§ **What the task asks**
Repeat the whole listing exactly as written.

§ **The input**
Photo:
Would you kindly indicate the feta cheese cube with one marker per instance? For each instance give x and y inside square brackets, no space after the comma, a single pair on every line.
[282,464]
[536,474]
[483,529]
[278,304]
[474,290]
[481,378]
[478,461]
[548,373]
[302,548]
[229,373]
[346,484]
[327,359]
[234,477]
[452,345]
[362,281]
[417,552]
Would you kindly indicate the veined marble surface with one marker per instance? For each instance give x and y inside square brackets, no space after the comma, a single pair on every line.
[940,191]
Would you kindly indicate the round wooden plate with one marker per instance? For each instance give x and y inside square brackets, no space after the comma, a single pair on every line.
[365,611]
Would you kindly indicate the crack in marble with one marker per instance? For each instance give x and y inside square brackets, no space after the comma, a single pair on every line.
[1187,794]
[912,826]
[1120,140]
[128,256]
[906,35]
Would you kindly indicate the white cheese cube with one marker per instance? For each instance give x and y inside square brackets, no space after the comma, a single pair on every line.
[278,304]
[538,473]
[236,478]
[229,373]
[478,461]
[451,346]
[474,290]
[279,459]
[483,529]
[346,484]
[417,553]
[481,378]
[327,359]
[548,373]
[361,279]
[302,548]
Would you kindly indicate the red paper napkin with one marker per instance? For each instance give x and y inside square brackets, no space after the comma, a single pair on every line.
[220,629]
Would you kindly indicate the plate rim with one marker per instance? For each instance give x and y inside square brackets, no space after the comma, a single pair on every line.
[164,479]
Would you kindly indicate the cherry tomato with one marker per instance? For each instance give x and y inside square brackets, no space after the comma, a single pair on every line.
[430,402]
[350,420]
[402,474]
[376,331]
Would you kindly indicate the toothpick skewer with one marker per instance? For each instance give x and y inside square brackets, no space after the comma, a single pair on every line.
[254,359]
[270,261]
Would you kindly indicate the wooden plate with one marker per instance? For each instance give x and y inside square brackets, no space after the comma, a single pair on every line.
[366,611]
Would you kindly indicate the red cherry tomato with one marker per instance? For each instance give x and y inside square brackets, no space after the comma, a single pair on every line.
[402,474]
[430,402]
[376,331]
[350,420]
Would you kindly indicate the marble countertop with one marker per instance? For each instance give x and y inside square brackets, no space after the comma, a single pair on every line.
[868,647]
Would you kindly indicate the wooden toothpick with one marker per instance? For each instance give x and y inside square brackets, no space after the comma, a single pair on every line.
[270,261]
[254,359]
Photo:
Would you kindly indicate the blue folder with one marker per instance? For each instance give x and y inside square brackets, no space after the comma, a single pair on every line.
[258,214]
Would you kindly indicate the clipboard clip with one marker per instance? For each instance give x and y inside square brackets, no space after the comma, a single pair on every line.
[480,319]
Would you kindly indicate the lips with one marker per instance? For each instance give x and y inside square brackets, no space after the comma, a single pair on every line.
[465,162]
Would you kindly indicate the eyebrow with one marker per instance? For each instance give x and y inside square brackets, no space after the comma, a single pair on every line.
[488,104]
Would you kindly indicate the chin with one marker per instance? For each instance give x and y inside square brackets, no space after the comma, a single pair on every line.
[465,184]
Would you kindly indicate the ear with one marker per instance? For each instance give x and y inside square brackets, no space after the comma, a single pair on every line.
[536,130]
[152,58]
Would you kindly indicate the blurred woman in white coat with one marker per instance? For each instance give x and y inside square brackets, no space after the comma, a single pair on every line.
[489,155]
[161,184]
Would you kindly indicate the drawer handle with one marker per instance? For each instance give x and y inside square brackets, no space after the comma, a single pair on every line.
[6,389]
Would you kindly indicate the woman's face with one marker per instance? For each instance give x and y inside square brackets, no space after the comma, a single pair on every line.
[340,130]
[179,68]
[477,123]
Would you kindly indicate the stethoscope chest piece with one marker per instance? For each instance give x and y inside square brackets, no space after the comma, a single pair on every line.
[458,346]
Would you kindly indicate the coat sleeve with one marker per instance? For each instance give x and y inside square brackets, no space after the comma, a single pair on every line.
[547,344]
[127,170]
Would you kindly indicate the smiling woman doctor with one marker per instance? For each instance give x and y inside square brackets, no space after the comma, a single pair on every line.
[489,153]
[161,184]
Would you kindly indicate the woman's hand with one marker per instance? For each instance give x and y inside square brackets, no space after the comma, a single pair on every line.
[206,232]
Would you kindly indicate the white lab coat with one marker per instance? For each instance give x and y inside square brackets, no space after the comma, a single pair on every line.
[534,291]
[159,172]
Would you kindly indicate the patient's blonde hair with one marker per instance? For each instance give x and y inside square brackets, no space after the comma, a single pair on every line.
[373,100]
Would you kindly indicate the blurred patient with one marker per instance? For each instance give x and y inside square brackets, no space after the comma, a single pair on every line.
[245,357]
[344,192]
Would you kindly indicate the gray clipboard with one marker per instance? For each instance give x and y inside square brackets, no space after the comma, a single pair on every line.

§ **Solution to this task**
Photo:
Would you kindly indicate the feta cheese cube with one marker per instance? For each instance give x and y inside square brackets, no space after the comma, a single pair on every line.
[282,464]
[536,474]
[483,529]
[278,304]
[474,290]
[481,378]
[478,461]
[548,373]
[302,548]
[229,373]
[346,484]
[327,359]
[234,477]
[452,345]
[362,281]
[417,552]
Would you kindly indicate the veined marble surface with one marker per instance? For each instance give x and y inside square brackets, no space after the comma, a single pair on every line.
[940,191]
Would you kindly indicate the round wooden plate with one marker per instance? For each instance give x and y inside square brackets, no space after the comma, a single pair on every line.
[365,611]
Would you kindly indicate the crack in marble with one marker per instance? For each instance give x and y inside square brackets, no space after the comma, a single pair on every line.
[1187,794]
[912,826]
[1120,140]
[128,256]
[906,35]
Would you kindly indicate the white cheese cube with one marker per instance? For each instance give x and y inside square brackets, no space after the comma, a single pair on every line.
[278,304]
[538,473]
[236,478]
[229,373]
[478,461]
[451,346]
[474,290]
[279,459]
[483,529]
[346,484]
[417,553]
[481,378]
[327,359]
[548,373]
[361,279]
[302,548]
Would you kindly indicate the red paper napkin with one marker per instance? For each instance give x and y inside square brackets, no space after the comma, a single pair on every line.
[220,629]
Would you kindly indicate the plate rim with one marker per instance? For each instance give x and y inside square brackets, no space after the comma, a single pair on every line.
[164,479]
Would you kindly indicate the cherry tomato with one marker per instance? For each instance give x and y inside square brackets, no space after the comma, a single pair on every line.
[430,402]
[350,420]
[402,474]
[376,331]
Would you kindly indicate the toothpick skewer with one marker per instance? For each instance give x and y inside square brackets, no space after the comma, a single pair on every line.
[254,359]
[270,261]
Would you kindly indicate the wooden plate with one marker per instance? For each instance give x and y inside square brackets, no space after the comma, a single pair on every line.
[366,611]
Would you kindly indicate the red cherry tomato with one marker per instance? For each instance give x and y inside square brackets, no space after the comma, a single pair on every line.
[402,474]
[430,402]
[376,331]
[350,420]
Would you kindly indicate the marble countertop with one marker per instance? For each instance give x and y inside square brackets, no space after the comma, a single pair on every line.
[868,647]
Would you kindly indicate the wooden toothpick with one marker per instance? For each instance give x and y inside square brackets, no space after the comma, a single pair on every line.
[270,261]
[254,359]
Photo:
Would you kindly indicate the blue folder with one marker per instance? For each instance give x and y inside square brackets, no space after the comma, a single pair on every line.
[258,214]
Would you kindly indicate the clipboard clip with one marker per instance? For each instance give x and y inside square brackets, no space after the comma, a single pair on every line.
[480,319]
Would you kindly indicate the lips with one marker per instance? For each instance give x and y inside square brackets, no space after the comma, a single pair on every line.
[465,162]
Would you kindly indicate the eyebrow with one marker per instance? For each instance give x and y inside square brackets, no space after the comma, a single pair on every line.
[488,104]
Would you kindly indicate the chin with one marker per instance? For each instance give x and y inside square brackets, no space after the comma, a single pair on every line.
[465,184]
Would you kindly indicate the ear with one marker per instance? For each instance give x and y inside square brackets, no space after the comma, a single pair on every line.
[536,130]
[152,58]
Would you kindly indicate the blurred woman in white coat with one marker per instance? For each instance give x and y inside square brackets, no space after the comma, a single pair on every line.
[489,155]
[161,184]
Would you kindly indicate the drawer handle with one marker per instance? For each instance give x and y inside square brackets, no space after the comma, a single pair on every line.
[6,389]
Would you kindly indicate the woman's face with one marker per instance? For each instance give x and y inside square brackets, no space after the comma, a single pair on every line.
[340,130]
[179,68]
[477,123]
Would you kindly indicate the stethoscope chest piece with one marker per instance? For each instance give x and y inside square brackets, no space after the comma, a single pair on every line.
[458,346]
Would you kindly indicate the coat sleeve with one marker per instance? For each instance give x and y inside square brackets, no space after the comma, a single pair on every line.
[547,344]
[127,170]
Would you kindly indicate the smiling woman doctor with one marker per instance? For each instance give x and y inside square brackets, no space after the comma, a single pair on every line.
[489,153]
[161,184]
Would you kindly indicate the woman's hand with one marker per instance? For each instance give x and y inside square brackets, no space after the comma, a single pair on every line.
[206,232]
Would you kindly indicate the white lab coat with one marker per instance? For each instance give x and y inside square brackets, no space after the comma, a single pair on every line.
[534,291]
[159,172]
Would you kindly indicate the patient's blonde hair with one marker per instance? For each instance give x and y inside square brackets, no space after the comma, a single pair on every line.
[373,100]
Would you kindly indicate the blurred patient with one marker per instance? For each instance give x and y inside square brackets, no space after the comma, a single pair on every line.
[245,357]
[344,192]
Would you kindly indicate the gray clipboard with one marker per instance? For each instance give x and y inside square brackets, no space after the comma, a single pair on every line.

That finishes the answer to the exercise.